> [TO DO]:
The entries follow. Copy every line in which "ceiling" appears.

Image-grounded pointing data:
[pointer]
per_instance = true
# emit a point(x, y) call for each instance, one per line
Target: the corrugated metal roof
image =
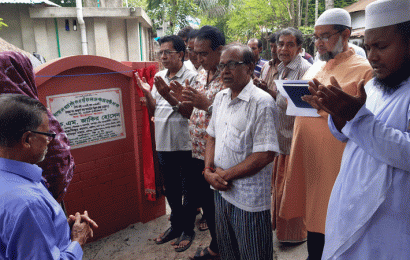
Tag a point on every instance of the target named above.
point(358, 6)
point(31, 2)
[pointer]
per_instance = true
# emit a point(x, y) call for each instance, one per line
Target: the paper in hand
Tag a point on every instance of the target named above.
point(293, 91)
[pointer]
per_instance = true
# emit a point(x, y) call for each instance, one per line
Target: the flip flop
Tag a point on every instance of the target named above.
point(168, 235)
point(184, 237)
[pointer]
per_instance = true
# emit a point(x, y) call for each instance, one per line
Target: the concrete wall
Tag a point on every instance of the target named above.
point(113, 37)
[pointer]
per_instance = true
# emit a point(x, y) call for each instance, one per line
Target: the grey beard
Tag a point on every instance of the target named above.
point(336, 50)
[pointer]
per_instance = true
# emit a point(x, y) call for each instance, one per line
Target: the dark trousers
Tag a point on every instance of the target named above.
point(316, 243)
point(205, 199)
point(176, 167)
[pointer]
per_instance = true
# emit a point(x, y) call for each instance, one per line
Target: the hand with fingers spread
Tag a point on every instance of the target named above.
point(142, 83)
point(80, 231)
point(195, 98)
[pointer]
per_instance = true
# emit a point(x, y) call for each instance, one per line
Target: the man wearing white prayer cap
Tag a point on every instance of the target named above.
point(315, 154)
point(368, 214)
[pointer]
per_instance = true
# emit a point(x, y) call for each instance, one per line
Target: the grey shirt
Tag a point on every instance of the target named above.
point(171, 128)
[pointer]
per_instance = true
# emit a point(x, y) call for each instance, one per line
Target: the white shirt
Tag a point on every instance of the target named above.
point(368, 212)
point(243, 126)
point(171, 128)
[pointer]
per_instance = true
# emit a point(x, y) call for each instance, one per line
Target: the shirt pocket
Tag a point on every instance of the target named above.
point(235, 139)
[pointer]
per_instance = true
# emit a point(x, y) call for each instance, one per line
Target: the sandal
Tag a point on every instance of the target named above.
point(203, 226)
point(184, 237)
point(168, 235)
point(206, 255)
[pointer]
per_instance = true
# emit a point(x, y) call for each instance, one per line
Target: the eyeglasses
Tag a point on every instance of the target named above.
point(230, 65)
point(323, 38)
point(50, 135)
point(166, 52)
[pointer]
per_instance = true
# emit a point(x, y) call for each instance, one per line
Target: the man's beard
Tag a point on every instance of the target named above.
point(393, 82)
point(336, 50)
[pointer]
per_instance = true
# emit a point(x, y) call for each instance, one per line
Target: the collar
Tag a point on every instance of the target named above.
point(179, 73)
point(245, 93)
point(24, 170)
point(293, 65)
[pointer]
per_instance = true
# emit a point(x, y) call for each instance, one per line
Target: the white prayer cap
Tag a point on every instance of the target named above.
point(335, 16)
point(387, 12)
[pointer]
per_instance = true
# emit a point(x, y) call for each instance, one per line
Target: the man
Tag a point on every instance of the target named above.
point(256, 46)
point(32, 223)
point(315, 155)
point(368, 210)
point(269, 72)
point(292, 67)
point(239, 151)
point(193, 58)
point(172, 141)
point(208, 46)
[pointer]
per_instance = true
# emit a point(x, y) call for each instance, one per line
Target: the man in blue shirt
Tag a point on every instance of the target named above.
point(32, 223)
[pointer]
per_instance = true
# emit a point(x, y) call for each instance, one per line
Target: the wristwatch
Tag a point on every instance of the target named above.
point(176, 107)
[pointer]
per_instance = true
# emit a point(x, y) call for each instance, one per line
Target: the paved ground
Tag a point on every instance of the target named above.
point(136, 242)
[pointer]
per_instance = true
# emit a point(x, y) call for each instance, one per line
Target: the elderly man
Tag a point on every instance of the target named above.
point(172, 141)
point(315, 155)
point(292, 67)
point(239, 151)
point(368, 214)
point(256, 46)
point(32, 223)
point(208, 45)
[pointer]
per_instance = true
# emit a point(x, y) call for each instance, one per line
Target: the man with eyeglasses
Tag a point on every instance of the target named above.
point(173, 143)
point(32, 223)
point(240, 147)
point(292, 67)
point(315, 154)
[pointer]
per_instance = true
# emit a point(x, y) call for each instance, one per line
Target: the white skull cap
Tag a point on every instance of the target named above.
point(335, 16)
point(387, 12)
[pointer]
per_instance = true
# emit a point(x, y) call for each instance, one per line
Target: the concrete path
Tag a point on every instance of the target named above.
point(136, 242)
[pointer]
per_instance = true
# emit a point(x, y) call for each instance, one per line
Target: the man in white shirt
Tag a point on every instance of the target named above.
point(241, 145)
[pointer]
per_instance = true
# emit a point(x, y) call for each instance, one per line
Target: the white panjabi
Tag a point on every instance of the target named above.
point(387, 12)
point(335, 16)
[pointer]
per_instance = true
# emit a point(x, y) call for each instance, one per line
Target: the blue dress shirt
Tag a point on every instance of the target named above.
point(32, 223)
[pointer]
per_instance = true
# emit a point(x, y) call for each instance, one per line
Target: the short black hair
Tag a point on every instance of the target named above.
point(192, 34)
point(177, 43)
point(291, 31)
point(404, 30)
point(183, 33)
point(212, 34)
point(272, 38)
point(247, 53)
point(18, 114)
point(259, 42)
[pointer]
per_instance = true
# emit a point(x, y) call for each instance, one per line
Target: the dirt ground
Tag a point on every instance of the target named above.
point(136, 242)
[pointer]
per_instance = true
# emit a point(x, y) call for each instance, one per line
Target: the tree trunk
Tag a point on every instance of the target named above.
point(329, 4)
point(306, 12)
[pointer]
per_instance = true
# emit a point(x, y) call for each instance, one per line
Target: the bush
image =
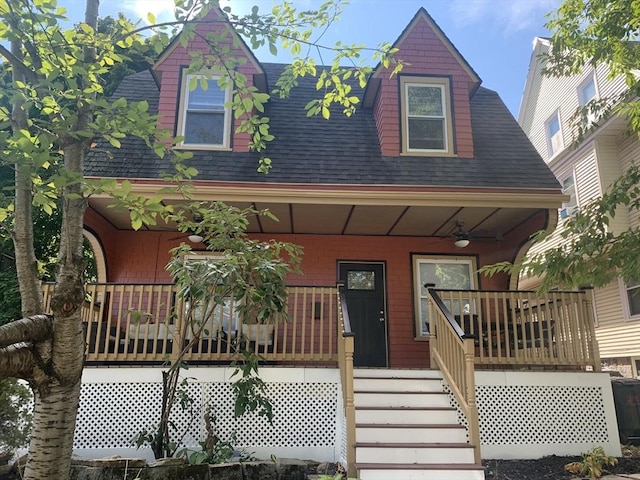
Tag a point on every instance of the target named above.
point(15, 415)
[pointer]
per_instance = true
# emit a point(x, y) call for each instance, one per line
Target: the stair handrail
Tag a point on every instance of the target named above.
point(345, 363)
point(454, 353)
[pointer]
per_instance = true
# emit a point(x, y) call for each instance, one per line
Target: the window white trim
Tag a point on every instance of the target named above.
point(224, 317)
point(569, 188)
point(553, 132)
point(584, 97)
point(186, 92)
point(626, 304)
point(441, 84)
point(420, 294)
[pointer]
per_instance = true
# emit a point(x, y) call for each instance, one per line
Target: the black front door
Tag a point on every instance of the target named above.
point(365, 293)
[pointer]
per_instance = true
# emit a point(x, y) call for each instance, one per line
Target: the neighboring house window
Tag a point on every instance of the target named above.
point(633, 298)
point(554, 134)
point(586, 93)
point(569, 188)
point(447, 273)
point(426, 116)
point(204, 120)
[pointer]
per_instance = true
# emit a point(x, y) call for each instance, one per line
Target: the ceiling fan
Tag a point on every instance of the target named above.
point(194, 237)
point(463, 237)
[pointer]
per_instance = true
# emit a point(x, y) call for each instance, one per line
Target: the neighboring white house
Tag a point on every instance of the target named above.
point(586, 171)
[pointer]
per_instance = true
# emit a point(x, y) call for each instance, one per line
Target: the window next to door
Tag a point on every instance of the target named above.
point(451, 273)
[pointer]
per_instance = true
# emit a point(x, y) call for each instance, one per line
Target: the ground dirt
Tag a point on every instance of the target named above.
point(552, 467)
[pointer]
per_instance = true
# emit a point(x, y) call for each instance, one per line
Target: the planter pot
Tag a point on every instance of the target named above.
point(259, 333)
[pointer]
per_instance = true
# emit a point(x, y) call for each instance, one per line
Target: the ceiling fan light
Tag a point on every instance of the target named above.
point(195, 238)
point(461, 242)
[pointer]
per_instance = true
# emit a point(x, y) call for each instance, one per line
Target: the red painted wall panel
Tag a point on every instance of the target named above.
point(141, 257)
point(425, 55)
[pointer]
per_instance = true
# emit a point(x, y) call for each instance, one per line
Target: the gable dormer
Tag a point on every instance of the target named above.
point(425, 110)
point(196, 111)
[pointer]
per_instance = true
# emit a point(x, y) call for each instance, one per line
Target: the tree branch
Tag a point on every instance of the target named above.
point(17, 362)
point(16, 62)
point(31, 329)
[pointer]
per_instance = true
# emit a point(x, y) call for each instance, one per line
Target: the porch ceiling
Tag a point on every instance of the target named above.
point(356, 219)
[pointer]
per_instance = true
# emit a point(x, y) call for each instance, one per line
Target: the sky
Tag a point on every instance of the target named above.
point(494, 36)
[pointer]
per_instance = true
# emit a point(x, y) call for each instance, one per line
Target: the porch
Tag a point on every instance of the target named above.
point(471, 331)
point(143, 323)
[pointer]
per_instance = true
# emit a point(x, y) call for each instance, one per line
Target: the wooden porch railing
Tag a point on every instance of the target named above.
point(144, 323)
point(527, 329)
point(345, 363)
point(453, 354)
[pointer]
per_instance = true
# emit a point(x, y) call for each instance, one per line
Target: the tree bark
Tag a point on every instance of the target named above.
point(26, 263)
point(52, 433)
point(57, 360)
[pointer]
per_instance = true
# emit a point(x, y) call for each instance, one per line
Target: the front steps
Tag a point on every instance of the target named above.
point(407, 430)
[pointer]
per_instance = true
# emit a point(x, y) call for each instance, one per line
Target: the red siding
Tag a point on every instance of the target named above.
point(169, 69)
point(141, 257)
point(426, 55)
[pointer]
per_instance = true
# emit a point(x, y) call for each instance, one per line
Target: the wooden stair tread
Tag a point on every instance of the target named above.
point(435, 379)
point(411, 409)
point(413, 445)
point(409, 425)
point(419, 466)
point(396, 392)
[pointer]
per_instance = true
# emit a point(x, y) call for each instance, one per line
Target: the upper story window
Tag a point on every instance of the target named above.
point(426, 116)
point(569, 188)
point(587, 92)
point(633, 298)
point(554, 134)
point(203, 120)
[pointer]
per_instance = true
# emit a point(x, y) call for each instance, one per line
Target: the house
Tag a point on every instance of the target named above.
point(414, 366)
point(586, 171)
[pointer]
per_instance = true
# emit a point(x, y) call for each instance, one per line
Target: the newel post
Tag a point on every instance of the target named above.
point(433, 337)
point(180, 323)
point(350, 410)
point(470, 394)
point(589, 319)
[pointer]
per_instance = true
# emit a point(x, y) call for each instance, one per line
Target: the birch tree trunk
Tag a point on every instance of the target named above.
point(53, 363)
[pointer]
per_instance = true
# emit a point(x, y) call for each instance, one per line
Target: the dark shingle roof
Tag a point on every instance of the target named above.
point(342, 150)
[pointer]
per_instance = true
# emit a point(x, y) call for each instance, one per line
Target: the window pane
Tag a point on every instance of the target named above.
point(445, 275)
point(210, 99)
point(634, 300)
point(553, 126)
point(569, 188)
point(426, 134)
point(204, 128)
point(424, 100)
point(424, 317)
point(364, 280)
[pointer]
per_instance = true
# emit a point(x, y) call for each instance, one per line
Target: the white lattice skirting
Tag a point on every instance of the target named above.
point(533, 414)
point(117, 403)
point(522, 414)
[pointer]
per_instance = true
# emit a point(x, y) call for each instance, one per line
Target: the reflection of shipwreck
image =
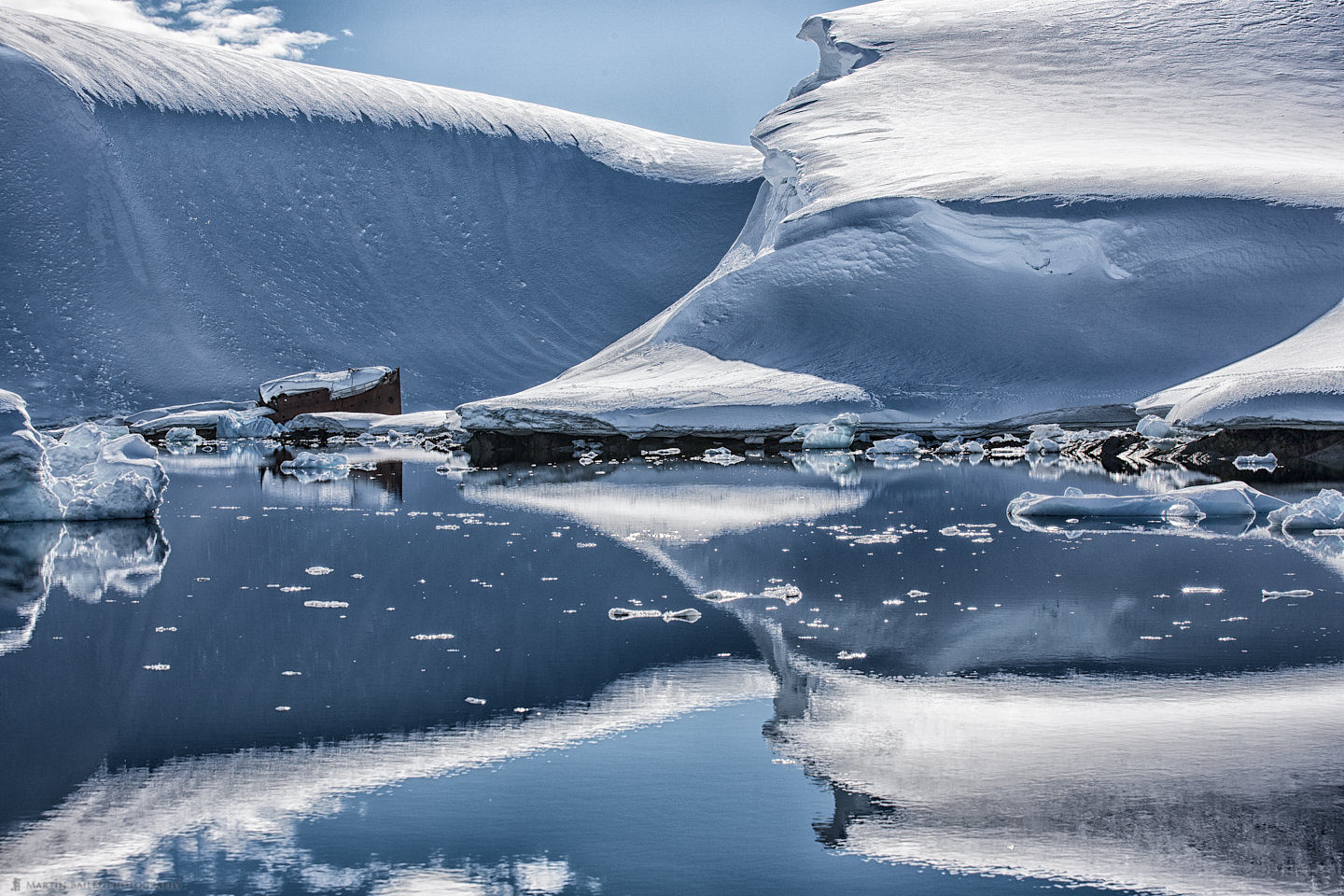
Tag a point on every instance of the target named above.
point(363, 390)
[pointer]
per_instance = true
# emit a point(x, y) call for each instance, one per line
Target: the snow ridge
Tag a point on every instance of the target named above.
point(109, 66)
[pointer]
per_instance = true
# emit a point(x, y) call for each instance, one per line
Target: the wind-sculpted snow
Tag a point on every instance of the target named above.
point(183, 223)
point(1193, 153)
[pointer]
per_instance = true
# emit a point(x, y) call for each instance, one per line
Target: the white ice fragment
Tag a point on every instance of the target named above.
point(1255, 461)
point(1274, 595)
point(721, 455)
point(1154, 427)
point(315, 461)
point(1324, 511)
point(622, 613)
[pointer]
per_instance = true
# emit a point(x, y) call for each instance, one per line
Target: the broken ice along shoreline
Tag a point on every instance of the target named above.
point(91, 473)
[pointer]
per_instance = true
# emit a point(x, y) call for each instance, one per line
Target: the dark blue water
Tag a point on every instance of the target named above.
point(259, 694)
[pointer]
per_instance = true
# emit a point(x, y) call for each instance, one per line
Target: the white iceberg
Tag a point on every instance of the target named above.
point(1197, 501)
point(89, 473)
point(1323, 511)
point(1255, 461)
point(836, 434)
point(883, 272)
point(898, 445)
point(544, 234)
point(315, 461)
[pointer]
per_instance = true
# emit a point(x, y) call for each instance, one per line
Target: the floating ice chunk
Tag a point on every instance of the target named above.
point(721, 455)
point(1274, 595)
point(836, 434)
point(622, 613)
point(1042, 445)
point(1197, 501)
point(315, 461)
point(183, 434)
point(949, 448)
point(1154, 427)
point(1255, 462)
point(898, 445)
point(1324, 511)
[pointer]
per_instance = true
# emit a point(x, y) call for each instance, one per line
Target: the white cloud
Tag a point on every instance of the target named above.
point(216, 23)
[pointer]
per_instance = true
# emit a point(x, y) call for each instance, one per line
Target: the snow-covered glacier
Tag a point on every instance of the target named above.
point(183, 223)
point(986, 211)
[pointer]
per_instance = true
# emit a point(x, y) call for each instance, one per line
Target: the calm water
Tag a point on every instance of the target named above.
point(405, 681)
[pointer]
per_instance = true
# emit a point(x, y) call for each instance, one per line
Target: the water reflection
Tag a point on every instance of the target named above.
point(1113, 706)
point(88, 560)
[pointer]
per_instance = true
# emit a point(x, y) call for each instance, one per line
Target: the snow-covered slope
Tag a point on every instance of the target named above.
point(1176, 164)
point(185, 222)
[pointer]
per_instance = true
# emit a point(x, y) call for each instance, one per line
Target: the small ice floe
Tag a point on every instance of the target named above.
point(622, 613)
point(834, 436)
point(1042, 445)
point(1194, 503)
point(315, 461)
point(1267, 462)
point(894, 446)
point(1324, 511)
point(1154, 427)
point(721, 455)
point(788, 594)
point(1274, 595)
point(183, 436)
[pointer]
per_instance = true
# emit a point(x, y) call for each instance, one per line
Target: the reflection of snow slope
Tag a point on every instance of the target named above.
point(873, 268)
point(244, 802)
point(86, 559)
point(1188, 786)
point(247, 217)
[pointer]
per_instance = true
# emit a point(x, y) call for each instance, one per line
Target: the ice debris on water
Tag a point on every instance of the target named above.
point(1154, 427)
point(721, 455)
point(1324, 511)
point(1274, 595)
point(315, 461)
point(1194, 503)
point(91, 473)
point(836, 434)
point(1255, 462)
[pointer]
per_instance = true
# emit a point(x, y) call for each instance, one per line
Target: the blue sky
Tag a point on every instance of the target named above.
point(689, 67)
point(693, 67)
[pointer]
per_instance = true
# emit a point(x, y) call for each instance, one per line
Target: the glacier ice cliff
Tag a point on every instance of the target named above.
point(995, 211)
point(183, 222)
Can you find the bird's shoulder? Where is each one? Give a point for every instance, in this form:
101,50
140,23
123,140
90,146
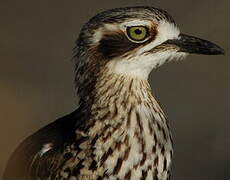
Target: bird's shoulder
41,154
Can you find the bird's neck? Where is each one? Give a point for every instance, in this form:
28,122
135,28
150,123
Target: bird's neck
116,99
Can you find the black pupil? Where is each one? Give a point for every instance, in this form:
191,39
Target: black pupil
138,31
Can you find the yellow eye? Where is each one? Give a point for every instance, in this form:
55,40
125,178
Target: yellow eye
137,33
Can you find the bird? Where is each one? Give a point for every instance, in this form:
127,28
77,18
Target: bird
119,130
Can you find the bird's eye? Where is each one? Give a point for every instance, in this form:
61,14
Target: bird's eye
137,33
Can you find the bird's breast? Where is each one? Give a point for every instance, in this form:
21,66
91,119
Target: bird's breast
134,145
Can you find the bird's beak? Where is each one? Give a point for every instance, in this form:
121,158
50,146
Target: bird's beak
194,45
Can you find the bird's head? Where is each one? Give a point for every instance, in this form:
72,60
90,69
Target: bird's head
132,41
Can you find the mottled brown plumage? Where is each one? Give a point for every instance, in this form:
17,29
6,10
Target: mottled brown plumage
119,130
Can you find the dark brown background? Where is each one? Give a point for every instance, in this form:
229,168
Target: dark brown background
36,77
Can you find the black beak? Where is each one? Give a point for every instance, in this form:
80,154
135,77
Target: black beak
194,45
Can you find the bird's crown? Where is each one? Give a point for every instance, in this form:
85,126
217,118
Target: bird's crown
132,41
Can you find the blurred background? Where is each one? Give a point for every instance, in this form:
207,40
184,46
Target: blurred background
36,77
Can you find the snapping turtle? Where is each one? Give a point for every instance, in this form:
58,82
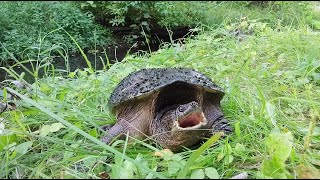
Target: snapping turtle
174,106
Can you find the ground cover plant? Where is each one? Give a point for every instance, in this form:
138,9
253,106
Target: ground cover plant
271,78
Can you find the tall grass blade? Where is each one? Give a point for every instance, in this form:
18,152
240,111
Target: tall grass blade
84,134
182,174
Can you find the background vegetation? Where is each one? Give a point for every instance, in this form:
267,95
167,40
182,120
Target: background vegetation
268,64
28,28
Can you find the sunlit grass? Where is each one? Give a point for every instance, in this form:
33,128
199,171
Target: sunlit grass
271,79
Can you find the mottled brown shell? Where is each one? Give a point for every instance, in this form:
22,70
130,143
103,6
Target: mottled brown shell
146,82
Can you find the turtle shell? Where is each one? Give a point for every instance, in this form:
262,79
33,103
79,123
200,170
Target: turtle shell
145,82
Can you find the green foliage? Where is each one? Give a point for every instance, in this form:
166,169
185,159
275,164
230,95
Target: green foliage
279,147
271,79
32,27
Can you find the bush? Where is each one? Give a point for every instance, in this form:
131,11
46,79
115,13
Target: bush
24,23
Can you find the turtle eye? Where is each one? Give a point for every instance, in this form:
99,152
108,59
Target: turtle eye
180,109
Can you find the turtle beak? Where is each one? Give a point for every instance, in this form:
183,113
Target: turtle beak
193,120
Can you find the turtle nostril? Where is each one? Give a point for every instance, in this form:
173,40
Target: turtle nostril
194,104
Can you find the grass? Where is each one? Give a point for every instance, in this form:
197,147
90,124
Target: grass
271,78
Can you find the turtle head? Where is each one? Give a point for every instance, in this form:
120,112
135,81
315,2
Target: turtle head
189,116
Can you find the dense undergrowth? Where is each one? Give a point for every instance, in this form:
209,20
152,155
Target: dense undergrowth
271,77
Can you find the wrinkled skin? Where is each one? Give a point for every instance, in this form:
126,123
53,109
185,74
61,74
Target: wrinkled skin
179,125
175,127
176,107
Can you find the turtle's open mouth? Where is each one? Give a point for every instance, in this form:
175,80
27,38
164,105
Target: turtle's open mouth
193,120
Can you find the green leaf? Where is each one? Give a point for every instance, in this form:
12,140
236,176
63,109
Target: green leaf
273,167
197,153
45,130
197,174
228,159
239,148
271,112
23,147
1,127
237,129
212,173
173,167
56,127
280,145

> [ANSWER BOX]:
Target: the ceiling fan
Target: the ceiling fan light
Target: the porch ceiling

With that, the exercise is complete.